[Start DATA TO PROCESS]
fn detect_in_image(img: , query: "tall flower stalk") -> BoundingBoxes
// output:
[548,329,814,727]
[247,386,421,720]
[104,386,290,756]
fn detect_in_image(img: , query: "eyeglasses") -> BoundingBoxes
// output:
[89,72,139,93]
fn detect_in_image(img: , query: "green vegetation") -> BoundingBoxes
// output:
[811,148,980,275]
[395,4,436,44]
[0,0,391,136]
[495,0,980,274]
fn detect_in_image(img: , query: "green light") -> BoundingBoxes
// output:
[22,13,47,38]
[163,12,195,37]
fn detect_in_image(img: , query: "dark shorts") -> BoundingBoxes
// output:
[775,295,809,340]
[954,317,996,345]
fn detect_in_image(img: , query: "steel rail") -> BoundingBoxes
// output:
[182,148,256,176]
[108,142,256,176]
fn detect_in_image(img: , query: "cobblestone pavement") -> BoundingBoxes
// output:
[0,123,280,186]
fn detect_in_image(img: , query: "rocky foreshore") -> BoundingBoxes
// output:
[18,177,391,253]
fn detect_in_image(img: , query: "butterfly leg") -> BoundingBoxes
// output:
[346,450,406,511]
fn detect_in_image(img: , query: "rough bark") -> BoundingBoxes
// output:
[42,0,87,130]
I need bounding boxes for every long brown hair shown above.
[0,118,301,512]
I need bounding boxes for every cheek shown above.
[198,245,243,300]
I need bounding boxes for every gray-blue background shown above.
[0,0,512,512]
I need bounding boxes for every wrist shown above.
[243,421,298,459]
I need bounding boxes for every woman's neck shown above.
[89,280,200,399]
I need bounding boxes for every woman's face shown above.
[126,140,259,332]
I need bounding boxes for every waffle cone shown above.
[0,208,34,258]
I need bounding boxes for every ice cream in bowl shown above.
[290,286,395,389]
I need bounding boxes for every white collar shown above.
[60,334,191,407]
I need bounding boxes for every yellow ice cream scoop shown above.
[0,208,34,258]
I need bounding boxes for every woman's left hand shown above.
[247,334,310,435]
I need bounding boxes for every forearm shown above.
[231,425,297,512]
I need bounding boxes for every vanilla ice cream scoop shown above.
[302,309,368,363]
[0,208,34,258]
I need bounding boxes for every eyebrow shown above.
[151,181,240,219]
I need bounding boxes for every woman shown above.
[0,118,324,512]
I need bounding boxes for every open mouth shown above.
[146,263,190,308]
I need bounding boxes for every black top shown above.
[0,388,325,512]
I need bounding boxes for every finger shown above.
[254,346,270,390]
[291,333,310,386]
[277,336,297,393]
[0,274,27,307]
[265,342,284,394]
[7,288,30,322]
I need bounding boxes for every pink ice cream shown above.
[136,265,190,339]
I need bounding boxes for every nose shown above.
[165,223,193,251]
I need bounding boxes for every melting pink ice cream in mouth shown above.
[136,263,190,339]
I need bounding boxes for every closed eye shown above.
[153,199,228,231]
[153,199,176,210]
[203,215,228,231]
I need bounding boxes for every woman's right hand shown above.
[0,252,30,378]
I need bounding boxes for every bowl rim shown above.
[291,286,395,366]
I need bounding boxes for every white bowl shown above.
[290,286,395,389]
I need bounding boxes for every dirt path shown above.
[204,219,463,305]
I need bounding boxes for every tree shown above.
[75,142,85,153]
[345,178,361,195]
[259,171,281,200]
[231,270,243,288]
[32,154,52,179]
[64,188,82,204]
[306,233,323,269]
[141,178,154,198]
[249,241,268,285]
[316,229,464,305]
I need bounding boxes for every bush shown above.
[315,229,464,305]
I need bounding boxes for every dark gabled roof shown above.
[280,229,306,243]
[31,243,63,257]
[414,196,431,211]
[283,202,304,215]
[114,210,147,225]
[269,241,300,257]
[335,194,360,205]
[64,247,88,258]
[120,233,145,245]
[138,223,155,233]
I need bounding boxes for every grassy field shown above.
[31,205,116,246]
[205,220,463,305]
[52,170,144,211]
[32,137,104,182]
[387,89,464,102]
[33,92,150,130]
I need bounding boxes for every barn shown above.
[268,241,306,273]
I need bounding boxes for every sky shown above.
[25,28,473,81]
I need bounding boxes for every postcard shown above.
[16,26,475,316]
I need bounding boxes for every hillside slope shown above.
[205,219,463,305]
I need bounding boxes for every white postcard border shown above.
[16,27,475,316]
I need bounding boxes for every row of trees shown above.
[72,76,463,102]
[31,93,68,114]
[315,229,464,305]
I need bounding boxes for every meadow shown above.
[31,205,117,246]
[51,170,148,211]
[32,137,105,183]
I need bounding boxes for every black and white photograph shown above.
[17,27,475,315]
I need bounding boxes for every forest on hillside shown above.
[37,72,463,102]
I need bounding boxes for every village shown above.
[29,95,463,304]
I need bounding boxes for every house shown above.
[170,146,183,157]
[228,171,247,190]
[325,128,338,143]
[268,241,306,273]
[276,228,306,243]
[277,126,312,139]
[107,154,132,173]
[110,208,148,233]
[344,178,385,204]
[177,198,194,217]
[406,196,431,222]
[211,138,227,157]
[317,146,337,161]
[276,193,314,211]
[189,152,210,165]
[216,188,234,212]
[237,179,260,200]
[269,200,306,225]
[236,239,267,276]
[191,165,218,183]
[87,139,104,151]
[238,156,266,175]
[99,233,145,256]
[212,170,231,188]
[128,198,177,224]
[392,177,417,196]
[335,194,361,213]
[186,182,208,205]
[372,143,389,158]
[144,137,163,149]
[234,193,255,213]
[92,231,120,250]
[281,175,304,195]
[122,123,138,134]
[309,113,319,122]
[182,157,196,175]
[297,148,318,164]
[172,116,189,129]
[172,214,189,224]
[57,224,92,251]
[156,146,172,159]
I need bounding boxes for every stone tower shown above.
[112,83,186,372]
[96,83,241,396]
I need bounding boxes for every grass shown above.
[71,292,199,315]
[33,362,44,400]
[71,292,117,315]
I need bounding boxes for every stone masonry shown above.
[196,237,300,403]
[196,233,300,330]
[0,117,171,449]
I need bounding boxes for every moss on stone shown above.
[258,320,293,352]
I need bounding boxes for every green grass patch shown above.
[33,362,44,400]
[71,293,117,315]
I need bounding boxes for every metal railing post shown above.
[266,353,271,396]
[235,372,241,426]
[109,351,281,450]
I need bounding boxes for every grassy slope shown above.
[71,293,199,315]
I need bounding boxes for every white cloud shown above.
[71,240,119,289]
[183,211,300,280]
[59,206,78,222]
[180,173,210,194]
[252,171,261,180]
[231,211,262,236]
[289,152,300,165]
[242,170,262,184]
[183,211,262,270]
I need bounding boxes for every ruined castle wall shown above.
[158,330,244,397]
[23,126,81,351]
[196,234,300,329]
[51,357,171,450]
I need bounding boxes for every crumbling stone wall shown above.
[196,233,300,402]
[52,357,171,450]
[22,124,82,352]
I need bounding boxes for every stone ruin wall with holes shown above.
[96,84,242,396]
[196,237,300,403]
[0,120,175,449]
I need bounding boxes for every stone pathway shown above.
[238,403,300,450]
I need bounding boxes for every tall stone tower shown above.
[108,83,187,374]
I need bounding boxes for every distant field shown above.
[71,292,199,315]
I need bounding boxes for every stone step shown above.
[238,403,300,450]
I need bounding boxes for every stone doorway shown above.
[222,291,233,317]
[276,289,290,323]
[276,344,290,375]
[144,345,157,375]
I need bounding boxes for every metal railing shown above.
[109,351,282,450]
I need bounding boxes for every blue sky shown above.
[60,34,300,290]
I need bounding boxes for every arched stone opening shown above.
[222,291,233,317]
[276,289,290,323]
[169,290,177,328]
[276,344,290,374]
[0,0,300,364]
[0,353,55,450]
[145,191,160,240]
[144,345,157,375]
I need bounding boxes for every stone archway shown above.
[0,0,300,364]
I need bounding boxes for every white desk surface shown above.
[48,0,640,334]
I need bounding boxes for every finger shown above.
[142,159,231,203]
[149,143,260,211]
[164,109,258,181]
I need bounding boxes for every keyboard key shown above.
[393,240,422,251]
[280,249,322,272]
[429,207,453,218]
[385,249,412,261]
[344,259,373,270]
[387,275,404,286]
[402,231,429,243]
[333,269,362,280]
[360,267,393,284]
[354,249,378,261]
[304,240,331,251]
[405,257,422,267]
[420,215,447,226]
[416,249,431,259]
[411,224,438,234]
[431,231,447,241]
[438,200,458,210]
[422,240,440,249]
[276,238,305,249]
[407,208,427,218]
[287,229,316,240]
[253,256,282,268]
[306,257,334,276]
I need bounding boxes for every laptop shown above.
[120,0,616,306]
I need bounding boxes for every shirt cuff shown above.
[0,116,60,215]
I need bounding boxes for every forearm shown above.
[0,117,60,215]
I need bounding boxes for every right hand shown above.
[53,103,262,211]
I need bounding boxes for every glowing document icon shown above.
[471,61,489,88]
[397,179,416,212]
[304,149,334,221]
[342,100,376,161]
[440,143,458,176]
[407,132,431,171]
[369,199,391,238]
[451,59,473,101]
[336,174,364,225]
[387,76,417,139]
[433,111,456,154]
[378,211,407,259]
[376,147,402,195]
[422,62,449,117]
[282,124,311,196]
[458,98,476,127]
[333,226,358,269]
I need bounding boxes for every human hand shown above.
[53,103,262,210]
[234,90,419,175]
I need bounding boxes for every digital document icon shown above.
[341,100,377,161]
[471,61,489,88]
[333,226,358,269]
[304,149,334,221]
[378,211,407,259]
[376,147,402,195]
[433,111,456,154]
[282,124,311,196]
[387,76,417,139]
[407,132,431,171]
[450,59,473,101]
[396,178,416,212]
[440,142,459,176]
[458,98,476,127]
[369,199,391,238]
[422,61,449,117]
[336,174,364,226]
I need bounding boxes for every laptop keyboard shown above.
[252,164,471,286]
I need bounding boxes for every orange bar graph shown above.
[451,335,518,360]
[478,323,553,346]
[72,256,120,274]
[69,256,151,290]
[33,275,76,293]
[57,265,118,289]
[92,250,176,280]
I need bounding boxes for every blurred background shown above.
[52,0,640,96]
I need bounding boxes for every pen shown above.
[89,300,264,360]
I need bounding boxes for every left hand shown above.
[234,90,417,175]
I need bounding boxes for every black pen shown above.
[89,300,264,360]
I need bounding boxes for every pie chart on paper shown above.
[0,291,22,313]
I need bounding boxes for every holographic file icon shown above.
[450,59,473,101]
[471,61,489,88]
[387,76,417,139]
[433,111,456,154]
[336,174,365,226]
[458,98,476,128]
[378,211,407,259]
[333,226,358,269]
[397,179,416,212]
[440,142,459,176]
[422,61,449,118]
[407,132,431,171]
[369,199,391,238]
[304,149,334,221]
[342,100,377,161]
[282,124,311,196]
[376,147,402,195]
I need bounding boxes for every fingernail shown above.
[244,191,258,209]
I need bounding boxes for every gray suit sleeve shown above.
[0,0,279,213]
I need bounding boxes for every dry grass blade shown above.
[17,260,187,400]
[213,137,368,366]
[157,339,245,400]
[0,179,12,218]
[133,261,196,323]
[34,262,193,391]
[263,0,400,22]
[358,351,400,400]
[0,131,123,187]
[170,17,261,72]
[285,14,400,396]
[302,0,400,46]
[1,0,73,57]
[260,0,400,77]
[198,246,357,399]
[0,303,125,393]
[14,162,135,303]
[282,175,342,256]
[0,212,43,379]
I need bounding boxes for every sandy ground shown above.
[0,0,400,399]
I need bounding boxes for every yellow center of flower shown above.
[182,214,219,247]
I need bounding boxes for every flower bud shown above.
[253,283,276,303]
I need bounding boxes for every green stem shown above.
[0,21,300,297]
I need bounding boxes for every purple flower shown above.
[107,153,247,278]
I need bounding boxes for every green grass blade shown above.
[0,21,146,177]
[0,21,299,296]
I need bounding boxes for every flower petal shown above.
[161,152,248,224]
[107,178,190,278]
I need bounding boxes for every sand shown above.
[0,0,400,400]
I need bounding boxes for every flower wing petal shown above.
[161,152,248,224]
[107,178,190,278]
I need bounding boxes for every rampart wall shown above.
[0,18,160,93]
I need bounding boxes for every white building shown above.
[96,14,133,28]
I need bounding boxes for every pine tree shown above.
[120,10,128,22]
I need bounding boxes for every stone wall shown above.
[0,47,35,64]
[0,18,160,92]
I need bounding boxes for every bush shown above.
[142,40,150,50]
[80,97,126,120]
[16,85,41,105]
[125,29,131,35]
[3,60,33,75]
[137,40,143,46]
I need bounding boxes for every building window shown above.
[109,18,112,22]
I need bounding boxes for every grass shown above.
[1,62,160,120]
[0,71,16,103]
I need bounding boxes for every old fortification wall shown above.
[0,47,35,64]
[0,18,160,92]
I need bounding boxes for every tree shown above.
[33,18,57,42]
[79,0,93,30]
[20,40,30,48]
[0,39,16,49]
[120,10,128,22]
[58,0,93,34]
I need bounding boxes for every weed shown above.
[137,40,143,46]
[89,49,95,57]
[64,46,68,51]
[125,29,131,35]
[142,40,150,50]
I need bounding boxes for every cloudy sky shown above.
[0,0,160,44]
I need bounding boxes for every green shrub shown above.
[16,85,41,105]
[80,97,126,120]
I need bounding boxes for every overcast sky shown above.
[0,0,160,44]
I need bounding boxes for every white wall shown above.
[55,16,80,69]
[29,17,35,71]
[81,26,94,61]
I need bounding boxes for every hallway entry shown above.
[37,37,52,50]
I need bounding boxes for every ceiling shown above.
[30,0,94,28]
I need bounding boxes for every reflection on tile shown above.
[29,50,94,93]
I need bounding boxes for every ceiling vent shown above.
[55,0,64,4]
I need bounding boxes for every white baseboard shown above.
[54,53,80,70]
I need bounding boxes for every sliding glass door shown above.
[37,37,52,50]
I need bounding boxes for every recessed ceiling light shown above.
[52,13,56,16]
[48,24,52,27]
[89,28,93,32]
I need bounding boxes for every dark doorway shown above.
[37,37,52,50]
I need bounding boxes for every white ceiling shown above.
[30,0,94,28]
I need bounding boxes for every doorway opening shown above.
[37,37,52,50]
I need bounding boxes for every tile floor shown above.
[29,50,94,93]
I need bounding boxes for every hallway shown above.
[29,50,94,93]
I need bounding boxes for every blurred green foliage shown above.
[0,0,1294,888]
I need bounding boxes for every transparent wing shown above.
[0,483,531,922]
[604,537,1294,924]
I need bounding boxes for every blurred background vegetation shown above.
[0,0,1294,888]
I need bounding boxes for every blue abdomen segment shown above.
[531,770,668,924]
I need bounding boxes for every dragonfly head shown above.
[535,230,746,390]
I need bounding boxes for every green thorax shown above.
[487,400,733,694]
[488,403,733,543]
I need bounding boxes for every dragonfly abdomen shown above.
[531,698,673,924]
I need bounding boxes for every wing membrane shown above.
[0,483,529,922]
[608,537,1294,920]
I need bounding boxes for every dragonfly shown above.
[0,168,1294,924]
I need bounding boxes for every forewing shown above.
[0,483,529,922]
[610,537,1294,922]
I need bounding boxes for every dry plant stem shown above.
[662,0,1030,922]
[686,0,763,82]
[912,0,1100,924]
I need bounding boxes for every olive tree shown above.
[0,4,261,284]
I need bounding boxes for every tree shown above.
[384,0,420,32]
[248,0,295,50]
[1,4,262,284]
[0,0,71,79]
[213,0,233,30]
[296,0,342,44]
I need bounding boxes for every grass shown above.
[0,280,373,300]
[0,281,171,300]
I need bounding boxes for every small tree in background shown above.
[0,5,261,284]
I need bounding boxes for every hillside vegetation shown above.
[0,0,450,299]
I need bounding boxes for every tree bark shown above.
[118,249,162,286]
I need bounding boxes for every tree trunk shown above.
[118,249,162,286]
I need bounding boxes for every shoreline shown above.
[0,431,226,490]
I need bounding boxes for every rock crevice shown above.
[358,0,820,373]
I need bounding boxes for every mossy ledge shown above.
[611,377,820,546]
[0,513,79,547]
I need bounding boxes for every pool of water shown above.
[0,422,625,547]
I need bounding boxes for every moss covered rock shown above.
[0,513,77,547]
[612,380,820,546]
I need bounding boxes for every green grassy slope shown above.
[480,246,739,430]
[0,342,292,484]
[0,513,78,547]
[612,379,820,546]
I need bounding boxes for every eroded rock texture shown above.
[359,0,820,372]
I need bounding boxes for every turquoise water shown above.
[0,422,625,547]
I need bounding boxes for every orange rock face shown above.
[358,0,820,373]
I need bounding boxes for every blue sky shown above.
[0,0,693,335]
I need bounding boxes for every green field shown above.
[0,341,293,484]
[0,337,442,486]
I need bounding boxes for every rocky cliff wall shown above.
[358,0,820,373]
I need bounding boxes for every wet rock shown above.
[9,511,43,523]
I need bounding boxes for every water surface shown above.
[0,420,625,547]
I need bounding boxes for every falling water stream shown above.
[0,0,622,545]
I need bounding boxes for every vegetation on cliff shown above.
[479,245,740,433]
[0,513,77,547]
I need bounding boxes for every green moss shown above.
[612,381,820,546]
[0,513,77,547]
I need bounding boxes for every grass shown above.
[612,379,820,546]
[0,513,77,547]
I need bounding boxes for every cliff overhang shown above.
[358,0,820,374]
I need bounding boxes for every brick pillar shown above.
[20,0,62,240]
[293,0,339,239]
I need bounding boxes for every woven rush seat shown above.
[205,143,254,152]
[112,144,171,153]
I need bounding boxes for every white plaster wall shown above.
[End DATA TO PROCESS]
### DO THIS
Could you write out the stretch of the listing above from the line containing "I need bounding boxes for every pie" through the line containing "[0,18,160,93]", both ends included, with every line kept, and shift each bounding-box coordinate up by 22?

### RESULT
I need bounding boxes for every pie chart on paper shown above.
[22,313,44,335]
I need bounding boxes for every holographic file icon shown above.
[472,81,495,123]
[493,83,511,110]
[409,98,439,161]
[455,133,478,176]
[358,196,387,248]
[480,120,498,150]
[400,233,429,281]
[355,248,380,291]
[419,201,438,234]
[462,164,481,198]
[444,83,471,140]
[429,154,453,193]
[391,221,413,260]
[326,171,356,243]
[364,122,399,183]
[304,146,333,218]
[398,169,424,217]
I need bounding boxes for every fingernail shown above.
[266,213,280,231]
I need bounding boxes for every gray suit sleeve shown above.
[22,22,301,235]
I need bounding boxes for every dry grass blade shown above.
[39,282,209,422]
[235,159,390,388]
[179,361,267,422]
[22,201,34,240]
[155,283,218,345]
[56,284,215,413]
[285,22,422,44]
[380,373,422,422]
[22,153,145,209]
[192,39,283,94]
[307,36,422,418]
[324,22,422,68]
[23,22,95,79]
[282,22,422,99]
[220,268,379,421]
[22,325,147,415]
[36,184,157,325]
[304,197,364,278]
[22,234,65,401]
I need bounding boxes for every sandy ground shown above.
[22,22,422,421]
I need bounding boxes for every yellow center of flower shown above.
[204,236,241,269]
I need bounding boxes for every flower bud shown above.
[275,305,298,325]
I need bounding boxes for every green stem shown above.
[22,43,322,319]
I need bounding boxes for every purple flower shown above.
[129,175,269,300]
I need bounding boxes for every green grass blade shown above.
[22,43,168,199]
[22,43,321,318]
I need bounding boxes for every flower petal shown above.
[183,174,270,246]
[129,200,212,300]
I need bounding boxes for every sand shown above.
[22,22,422,422]
I need bounding boxes for every flower wing petal shown above.
[183,174,270,246]
[129,200,212,300]
I need bounding boxes for every rampart wall shown above.
[22,40,182,115]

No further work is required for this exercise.